» **Materi yang Diberikan**
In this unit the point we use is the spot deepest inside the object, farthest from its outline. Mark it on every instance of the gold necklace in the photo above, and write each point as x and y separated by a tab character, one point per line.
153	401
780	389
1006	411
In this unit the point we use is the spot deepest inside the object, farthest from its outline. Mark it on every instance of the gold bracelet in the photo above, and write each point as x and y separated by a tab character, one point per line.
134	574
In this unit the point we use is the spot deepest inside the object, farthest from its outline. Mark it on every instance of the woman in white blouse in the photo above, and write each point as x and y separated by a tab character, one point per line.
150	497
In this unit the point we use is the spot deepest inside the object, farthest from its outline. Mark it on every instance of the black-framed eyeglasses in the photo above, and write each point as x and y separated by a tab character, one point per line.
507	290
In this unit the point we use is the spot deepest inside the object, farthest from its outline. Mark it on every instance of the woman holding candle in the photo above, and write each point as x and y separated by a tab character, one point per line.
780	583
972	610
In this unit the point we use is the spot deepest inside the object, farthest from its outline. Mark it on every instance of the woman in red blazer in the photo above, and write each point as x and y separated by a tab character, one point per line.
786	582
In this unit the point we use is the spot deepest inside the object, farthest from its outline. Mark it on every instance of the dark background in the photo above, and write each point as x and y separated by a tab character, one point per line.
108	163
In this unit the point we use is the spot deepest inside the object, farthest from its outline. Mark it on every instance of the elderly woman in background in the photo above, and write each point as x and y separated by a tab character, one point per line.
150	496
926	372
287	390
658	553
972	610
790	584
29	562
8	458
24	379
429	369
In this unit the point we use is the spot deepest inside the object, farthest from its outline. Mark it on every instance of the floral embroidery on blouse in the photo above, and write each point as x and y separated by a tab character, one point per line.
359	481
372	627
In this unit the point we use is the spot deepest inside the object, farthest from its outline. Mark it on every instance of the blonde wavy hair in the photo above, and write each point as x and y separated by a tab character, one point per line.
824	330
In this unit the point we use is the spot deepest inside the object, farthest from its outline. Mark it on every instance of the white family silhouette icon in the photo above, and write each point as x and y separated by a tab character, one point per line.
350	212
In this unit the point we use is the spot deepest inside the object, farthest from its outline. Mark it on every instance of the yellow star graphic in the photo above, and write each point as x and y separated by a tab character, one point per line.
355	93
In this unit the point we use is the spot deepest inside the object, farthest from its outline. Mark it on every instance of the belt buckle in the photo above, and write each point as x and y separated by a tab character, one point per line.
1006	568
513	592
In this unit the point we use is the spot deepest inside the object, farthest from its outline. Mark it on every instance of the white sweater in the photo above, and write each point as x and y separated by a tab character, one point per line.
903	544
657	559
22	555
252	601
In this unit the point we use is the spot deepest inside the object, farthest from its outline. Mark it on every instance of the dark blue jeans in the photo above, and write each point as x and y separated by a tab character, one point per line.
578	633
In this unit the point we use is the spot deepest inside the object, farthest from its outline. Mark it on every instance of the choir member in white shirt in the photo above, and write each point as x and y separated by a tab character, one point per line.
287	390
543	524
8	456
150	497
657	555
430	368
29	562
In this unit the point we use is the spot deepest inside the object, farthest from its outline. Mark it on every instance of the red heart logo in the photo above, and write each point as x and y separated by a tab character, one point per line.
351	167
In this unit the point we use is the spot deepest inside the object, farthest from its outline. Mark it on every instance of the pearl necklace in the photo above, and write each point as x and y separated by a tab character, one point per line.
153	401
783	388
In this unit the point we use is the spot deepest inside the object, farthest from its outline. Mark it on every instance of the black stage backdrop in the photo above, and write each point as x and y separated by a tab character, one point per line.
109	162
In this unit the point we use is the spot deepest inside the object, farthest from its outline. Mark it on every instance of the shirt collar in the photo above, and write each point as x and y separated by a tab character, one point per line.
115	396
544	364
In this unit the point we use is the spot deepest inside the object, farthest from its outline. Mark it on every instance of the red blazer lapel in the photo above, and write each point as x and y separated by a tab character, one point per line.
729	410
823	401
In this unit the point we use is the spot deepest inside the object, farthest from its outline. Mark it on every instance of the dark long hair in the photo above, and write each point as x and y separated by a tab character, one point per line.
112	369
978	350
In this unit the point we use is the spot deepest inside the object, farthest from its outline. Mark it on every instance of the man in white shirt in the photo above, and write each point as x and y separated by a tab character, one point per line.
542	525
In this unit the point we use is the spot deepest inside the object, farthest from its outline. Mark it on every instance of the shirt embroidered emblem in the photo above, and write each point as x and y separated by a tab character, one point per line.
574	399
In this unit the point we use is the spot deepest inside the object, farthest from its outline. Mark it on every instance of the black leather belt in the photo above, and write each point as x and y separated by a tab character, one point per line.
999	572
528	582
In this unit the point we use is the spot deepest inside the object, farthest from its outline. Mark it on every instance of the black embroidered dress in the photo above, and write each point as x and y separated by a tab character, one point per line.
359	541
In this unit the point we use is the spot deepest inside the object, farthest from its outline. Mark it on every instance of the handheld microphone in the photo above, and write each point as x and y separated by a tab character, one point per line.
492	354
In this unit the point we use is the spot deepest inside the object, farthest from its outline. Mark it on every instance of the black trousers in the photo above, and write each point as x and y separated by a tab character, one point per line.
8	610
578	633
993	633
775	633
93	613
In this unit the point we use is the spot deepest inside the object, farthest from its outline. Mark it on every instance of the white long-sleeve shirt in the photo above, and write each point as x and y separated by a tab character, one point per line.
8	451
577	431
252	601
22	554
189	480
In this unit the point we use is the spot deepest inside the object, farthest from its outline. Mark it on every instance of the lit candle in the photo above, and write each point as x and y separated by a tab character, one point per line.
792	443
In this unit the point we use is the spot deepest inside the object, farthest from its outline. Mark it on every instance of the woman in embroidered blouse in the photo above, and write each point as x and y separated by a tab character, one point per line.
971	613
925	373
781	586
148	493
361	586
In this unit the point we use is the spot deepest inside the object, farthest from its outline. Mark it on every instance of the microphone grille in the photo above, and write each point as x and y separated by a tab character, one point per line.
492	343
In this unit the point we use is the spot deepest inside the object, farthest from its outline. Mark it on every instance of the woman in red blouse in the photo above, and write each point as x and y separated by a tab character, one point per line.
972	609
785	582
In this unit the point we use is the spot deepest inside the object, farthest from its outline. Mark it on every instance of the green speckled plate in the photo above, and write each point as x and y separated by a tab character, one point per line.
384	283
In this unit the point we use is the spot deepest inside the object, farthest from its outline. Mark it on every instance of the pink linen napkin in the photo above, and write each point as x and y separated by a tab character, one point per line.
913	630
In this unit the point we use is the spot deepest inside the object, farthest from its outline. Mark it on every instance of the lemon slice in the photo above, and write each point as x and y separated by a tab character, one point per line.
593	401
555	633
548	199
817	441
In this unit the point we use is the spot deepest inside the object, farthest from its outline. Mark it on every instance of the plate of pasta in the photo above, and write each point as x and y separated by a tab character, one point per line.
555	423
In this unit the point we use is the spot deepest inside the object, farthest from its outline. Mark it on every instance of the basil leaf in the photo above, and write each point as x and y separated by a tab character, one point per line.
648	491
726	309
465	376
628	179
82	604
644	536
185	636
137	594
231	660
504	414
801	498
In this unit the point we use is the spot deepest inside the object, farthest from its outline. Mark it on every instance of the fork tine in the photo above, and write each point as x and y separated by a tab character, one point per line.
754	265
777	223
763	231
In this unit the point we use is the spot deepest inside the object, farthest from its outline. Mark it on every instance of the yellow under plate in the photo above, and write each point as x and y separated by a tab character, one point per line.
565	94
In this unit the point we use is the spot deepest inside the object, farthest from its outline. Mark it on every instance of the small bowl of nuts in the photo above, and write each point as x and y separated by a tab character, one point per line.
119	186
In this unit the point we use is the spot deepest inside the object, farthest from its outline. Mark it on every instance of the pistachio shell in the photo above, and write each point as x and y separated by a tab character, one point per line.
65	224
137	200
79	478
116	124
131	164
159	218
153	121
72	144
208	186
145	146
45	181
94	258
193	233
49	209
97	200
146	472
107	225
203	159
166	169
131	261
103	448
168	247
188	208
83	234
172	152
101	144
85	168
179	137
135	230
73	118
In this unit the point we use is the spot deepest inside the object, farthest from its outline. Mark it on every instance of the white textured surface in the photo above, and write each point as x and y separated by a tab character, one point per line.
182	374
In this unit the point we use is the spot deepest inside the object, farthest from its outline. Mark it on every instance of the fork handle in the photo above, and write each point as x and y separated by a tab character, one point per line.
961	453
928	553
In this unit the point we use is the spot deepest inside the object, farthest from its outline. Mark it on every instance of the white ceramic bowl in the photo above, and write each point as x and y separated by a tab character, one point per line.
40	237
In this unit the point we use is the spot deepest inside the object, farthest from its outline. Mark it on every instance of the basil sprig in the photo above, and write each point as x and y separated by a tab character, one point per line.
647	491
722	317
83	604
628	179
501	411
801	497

» **Instruksi Anda**
Tolong masukkan baris-baris dari baris yang memuat "the white ceramic" sampai akhir daftar di atas ke dalam urutan bernomor, termasuk kedua baris ujungnya. Lewati baris yang kosong.

» **Jawaban Latihan**
1. In this unit the point we use is the spot deepest inside the object, farthest from its outline. Mark it on every instance of the white ceramic bowl in the photo above, and write each point as x and y separated by a tab character, one point per line.
2. 40	237
3. In this unit the point we use is the spot deepest inside the object, farthest from its outline. Mark it on every instance of the basil sprig in the photo above, and write each point as x and y separated by a tab character, one point per line.
4. 647	491
5. 722	317
6. 83	604
7. 628	179
8. 501	411
9. 801	497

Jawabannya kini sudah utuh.